**Task description:**
Locate every line in the data that contains the string “curved” and copy each one. Case counts.

**Raw records:**
*-*-*

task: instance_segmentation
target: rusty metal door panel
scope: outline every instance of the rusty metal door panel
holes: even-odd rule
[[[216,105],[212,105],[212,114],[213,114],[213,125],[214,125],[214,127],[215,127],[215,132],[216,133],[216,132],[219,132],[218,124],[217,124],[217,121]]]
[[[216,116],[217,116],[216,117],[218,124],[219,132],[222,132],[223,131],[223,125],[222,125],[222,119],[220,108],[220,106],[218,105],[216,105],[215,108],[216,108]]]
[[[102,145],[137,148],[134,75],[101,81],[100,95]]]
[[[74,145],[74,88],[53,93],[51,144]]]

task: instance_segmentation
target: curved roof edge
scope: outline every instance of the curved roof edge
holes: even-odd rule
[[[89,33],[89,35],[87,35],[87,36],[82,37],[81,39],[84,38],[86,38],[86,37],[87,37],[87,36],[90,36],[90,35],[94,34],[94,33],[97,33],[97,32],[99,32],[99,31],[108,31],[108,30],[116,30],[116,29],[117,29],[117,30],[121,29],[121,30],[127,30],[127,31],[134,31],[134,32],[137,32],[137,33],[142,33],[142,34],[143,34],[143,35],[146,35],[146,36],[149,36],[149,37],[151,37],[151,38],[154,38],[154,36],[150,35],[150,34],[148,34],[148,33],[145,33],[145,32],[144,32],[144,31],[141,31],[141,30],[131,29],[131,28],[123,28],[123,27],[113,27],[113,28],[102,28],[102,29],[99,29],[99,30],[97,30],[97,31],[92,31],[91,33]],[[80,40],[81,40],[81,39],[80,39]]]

*-*-*

**The answer:**
target: curved roof edge
scope: outline every instance of the curved roof edge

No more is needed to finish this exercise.